TEXT EXTRACT →
Determining which law should govern a case with foreign elements where the theoretically applicable foreign law has not been adequately proven before the Spanish courts has always been a highly controversial issue in Spanish private international law. This is due to the fact that Spanish law makers have not addressed the question for years, and when they have, they have only done so partially and in a rather unfortunate way. In the absence of clear statutory guidance, Spanish courts have traditionally relied on principles developed in in nineteenth century caselaw. This position, however, was changed with a landmark decision by the Supreme Court on October 30, 2024 (ECLI:ES:TS:2024:5263). This blog post presents the Spanish legal position before the judgment and how the judgment has changed that position. A more extensive comment written by the author of this post together with Alfonso-Luis Calvo Caravaca may be found here.

Legal background

Even before the enactment of the Civil Code of 1889, the Spanish Supreme Court had already drawn up strict rules on the application of foreign law in Spain.

According to the Supreme Court’s old caselaw, the principle of jura novit curia should not extend to foreign law. Instead, foreign law should be treated as a mere fact that the parties must invoke and prove. However, the Spanish Supreme Court also held that a Spanish court may intervene in the proof of foreign law, although it is not obliged to do so.

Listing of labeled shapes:

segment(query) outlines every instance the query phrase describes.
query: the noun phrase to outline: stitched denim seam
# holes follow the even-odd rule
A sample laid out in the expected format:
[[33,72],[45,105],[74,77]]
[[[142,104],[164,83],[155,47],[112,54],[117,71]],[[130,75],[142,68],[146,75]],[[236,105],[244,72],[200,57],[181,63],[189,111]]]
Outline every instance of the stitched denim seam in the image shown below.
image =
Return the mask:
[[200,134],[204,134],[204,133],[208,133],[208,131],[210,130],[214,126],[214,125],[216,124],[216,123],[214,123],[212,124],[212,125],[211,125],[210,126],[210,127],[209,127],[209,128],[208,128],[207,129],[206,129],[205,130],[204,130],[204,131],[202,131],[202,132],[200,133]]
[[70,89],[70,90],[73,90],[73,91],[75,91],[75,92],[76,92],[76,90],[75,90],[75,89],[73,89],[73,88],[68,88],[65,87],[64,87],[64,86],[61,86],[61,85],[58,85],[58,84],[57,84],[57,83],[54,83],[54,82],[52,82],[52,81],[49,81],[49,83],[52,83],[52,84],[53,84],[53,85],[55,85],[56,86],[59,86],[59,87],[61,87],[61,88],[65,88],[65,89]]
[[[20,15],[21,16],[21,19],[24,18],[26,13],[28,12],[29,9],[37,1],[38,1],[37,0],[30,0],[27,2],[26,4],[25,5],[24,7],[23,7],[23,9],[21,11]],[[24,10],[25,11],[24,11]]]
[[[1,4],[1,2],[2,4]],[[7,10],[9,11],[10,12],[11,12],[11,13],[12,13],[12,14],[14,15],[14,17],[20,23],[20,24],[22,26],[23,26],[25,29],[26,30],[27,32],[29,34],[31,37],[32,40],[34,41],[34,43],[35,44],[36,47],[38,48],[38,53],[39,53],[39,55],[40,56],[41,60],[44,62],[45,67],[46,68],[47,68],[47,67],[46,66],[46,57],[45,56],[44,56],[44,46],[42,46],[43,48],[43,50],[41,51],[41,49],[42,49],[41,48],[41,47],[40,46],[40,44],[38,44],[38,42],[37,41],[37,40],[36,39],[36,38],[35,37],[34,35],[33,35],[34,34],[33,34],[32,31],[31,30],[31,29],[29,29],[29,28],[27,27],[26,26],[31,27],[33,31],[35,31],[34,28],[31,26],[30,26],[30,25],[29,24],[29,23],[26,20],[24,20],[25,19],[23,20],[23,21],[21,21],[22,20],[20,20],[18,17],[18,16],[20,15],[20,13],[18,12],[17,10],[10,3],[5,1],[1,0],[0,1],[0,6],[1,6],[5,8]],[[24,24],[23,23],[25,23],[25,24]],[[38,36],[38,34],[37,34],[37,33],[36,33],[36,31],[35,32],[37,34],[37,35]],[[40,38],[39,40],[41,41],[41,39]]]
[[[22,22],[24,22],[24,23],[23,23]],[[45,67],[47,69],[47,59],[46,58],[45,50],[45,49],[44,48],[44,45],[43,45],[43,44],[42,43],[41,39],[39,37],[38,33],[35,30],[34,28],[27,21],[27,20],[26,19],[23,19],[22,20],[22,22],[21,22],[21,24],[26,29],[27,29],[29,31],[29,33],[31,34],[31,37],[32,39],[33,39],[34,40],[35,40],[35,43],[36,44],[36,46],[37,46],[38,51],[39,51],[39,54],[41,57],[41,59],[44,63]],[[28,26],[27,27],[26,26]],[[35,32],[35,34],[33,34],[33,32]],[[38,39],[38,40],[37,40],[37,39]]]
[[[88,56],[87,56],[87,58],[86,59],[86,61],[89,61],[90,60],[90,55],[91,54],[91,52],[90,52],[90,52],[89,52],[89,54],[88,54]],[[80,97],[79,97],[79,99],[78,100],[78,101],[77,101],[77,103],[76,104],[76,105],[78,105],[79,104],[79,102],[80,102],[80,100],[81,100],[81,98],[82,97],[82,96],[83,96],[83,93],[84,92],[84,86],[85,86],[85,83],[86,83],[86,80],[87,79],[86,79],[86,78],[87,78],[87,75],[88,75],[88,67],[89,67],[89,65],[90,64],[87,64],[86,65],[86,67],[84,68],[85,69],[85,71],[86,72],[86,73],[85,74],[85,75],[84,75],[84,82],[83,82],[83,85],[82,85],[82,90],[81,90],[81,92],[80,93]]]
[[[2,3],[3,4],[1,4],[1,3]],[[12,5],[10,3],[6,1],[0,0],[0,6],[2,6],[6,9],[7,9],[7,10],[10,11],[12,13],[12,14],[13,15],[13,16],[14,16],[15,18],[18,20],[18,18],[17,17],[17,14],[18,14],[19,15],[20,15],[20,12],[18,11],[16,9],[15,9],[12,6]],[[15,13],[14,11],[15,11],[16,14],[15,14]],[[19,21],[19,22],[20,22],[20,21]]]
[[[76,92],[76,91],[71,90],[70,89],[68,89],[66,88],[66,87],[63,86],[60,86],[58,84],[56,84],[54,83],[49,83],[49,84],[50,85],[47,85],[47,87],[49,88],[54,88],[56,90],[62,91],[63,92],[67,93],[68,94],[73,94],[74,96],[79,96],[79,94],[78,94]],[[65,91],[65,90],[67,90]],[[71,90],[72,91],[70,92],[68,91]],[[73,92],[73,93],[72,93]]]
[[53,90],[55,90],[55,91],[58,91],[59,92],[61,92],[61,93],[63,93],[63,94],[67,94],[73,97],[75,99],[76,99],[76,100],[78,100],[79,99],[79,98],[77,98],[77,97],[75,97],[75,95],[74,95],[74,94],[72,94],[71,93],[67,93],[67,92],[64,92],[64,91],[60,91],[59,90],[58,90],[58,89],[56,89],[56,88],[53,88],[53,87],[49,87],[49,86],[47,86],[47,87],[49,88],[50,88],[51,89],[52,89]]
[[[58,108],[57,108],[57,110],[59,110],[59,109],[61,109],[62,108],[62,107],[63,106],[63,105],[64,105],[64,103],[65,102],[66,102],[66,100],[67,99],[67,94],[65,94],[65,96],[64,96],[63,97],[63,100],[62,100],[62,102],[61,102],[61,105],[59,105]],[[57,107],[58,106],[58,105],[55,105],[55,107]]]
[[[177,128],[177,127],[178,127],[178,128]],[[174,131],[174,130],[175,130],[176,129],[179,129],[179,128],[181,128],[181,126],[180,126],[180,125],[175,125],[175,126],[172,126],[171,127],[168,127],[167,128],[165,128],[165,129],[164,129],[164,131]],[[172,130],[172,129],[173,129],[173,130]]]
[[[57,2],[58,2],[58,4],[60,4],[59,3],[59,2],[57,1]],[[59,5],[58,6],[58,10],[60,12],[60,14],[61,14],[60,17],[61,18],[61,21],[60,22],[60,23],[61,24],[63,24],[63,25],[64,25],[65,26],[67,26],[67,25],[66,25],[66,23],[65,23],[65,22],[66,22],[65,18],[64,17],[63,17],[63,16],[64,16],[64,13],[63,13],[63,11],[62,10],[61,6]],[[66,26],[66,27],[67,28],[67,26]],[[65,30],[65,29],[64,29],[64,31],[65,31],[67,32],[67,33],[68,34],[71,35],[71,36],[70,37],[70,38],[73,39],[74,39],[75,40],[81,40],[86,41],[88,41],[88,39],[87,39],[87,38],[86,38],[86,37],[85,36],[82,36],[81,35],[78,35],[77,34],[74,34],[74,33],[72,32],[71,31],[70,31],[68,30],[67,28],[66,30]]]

WRITTEN TASKS →
1. Using the post on proving foreign law before Spanish courts, decide whether each statement agrees with it. Answer yes or no for each, and quote the words from the post that settle it.
(a) The Supreme Court decision that changed the legal position was issued on October 30, 2024.
(b) Under the Supreme Court's old caselaw, a Spanish court was obliged to intervene in the proof of foreign law.
(c) The Spanish Supreme Court drew up its rules on the application of foreign law only after the Civil Code of 1889 was enacted.
2. According to the post on proving foreign law before Spanish courts, how did the Supreme Court's old caselaw say foreign law should be treated?
3. Resume the post on proving foreign law before Spanish courts, starting right after its last sentence.

SET OF ANSWERS →
1.
(a) Yes: "a landmark decision by the Supreme Court on October 30, 2024"
(b) No: "a Spanish court may intervene in the proof of foreign law, although it is not obliged to do so"
(c) No: "Even before the enactment of the Civil Code of 1889, the Spanish Supreme Court had already drawn up strict rules on the application of foreign law in Spain"

2. As a mere fact that the parties must invoke and prove.

3.
Also, and this is what is most relevant here, in the absence of evidence of foreign law by the interested party, Spanish courts should fall back to Spanish substantive law (back to lex fori). Therefore, if the parties did not prove foreign law, the result was the triumphant application of Spanish substantive law in a controversy that, initially, should have been governed by foreign law according to the conflict of laws rules in force in Spain.

The Supreme Court motivated the fall-back application of Spanish substantive law on two main arguments. First, it was said that the lex fori presents a “general and residual application” to cover all cases of private law both domestic and international. Secondly, it was also argued that if foreign law is not invoked and/or proven, Spanish substantive law must be applied because only in this way can denial of justice be avoided and only in this way can an answer to the dispute be provided.

Apart from the two arguments above, it cannot be ignored that this old approach is also connected with judicial convenience and may be seen as an expression of the homeward trend. Where the parties fail to prove foreign law, Spanish substantive law is applied, without inquiry, keeping the dispute “at home”.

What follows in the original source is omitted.